▶ Extrait du document
———

Hommage à un pince-avec-rire

par L’enfoiré
jeudi 26 juillet 2007

Il y a quelque temps, au cours d’une séance de jogging, je suis tombé nez à nez avec une affiche qui annonçait une exposition consacrée à Bourvil à la maison communale. J’y suis allé. Une multitude d’affiches de cinéma. Ce 27 juillet, Bourvil aurait eu 90 ans. Flashback.

Une exposition, trente ans après sa disparition mais qui ne correspond pas fidèlement à une date anniversaire précise. Bizarre.

Cette fois, ce 27 juillet, nous y sommes en synchro. Alors allons-y de l’hommage aux âges de l’homme.

Vite le « copain » Google pour aller chercher les infos sur ce personnage dont j’ai tellement de souvenirs en background.

Show man complet, Bourvil a fait rire des générations de spectateurs de théâtre, de cinéma et d’amateurs de chansons.

———

▶ Données enregistrées
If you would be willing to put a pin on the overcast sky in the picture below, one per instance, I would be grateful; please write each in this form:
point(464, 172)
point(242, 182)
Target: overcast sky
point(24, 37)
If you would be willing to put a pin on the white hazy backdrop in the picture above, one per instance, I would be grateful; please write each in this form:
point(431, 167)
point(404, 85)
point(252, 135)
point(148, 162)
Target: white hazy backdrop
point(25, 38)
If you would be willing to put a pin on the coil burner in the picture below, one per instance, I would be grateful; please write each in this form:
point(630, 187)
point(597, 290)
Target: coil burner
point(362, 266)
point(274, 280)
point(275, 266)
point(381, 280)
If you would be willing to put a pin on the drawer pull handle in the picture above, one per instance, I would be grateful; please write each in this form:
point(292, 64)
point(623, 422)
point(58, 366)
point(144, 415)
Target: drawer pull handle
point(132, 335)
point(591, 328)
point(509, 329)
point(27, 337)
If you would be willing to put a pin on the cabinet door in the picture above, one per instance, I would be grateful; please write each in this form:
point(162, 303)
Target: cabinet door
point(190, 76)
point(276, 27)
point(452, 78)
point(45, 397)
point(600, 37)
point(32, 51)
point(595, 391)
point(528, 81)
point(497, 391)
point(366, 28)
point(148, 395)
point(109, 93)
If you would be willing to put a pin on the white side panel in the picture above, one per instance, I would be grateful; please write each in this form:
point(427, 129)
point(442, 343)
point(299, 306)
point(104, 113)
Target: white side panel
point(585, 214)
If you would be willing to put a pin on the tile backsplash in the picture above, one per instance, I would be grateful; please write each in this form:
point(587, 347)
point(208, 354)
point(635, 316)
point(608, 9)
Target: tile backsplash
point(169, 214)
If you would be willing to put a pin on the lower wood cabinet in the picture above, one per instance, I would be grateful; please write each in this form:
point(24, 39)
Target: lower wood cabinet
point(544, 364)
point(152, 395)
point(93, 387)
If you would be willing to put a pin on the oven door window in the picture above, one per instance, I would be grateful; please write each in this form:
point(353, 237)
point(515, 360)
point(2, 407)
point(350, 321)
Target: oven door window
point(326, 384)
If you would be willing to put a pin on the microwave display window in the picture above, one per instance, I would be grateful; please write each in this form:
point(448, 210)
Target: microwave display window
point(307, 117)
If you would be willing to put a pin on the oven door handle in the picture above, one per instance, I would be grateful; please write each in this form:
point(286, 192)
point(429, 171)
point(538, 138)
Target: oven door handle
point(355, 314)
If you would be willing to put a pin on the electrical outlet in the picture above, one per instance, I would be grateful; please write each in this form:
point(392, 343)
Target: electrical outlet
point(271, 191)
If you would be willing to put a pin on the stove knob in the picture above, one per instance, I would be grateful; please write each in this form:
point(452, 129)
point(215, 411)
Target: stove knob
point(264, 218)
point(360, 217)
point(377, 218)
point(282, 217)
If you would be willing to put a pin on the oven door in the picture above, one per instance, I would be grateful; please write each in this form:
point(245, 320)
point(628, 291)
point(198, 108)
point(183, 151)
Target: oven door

———

▶ Série d'exercices
1. Dans l'hommage à Bourvil, quel âge Bourvil aurait-il eu le 27 juillet ?
2. Poursuivez l'hommage à Bourvil à partir de sa dernière phrase.

▶ Réponses attendues
1. Il aurait eu 90 ans.

2.
Au cinéma, le film que j’ai vu le plus souvent est « La Grande Vadrouille » et, à chaque fois, c’est la même rigolade. Je connais les répliques par cœur.

Bourvil, du nom du village natal de sa mère, Bourville.

André Raimbourg, de son vrai nom, est né le 27 juillet 1917. Il ne connaîtra jamais son père, mort à la guerre, et vivra dans une famille modeste et conformiste. Brillant écolier, il joue cependant très souvent le pitre, et son modèle est Fernandel. Puis, de petits métiers lui permettent de subsister mais ne l’enchantent pas. En parallèle, sa carrière se dessine progressivement. Il écrit des textes mis en musique par Étienne Lorin, mais il n’échappe pas à la galère jusqu’en 1943 lorsque ses dons naturels de comique se découvrent enfin. En 1946, ses premiers enregistrements en 78 tours tournent sur les pick-up. Les chansons « « Les Crayons »« et »À bicyclette« sont vraiment ses premiers succès. Dans le même temps, pour l’interprète, premier film au cinéma en 1945, »La Ferme du pendu" de Jean Dréville. Et c’est le triomphe chez Bruno Coquatrix avec l’orchestre de Ray Ventura.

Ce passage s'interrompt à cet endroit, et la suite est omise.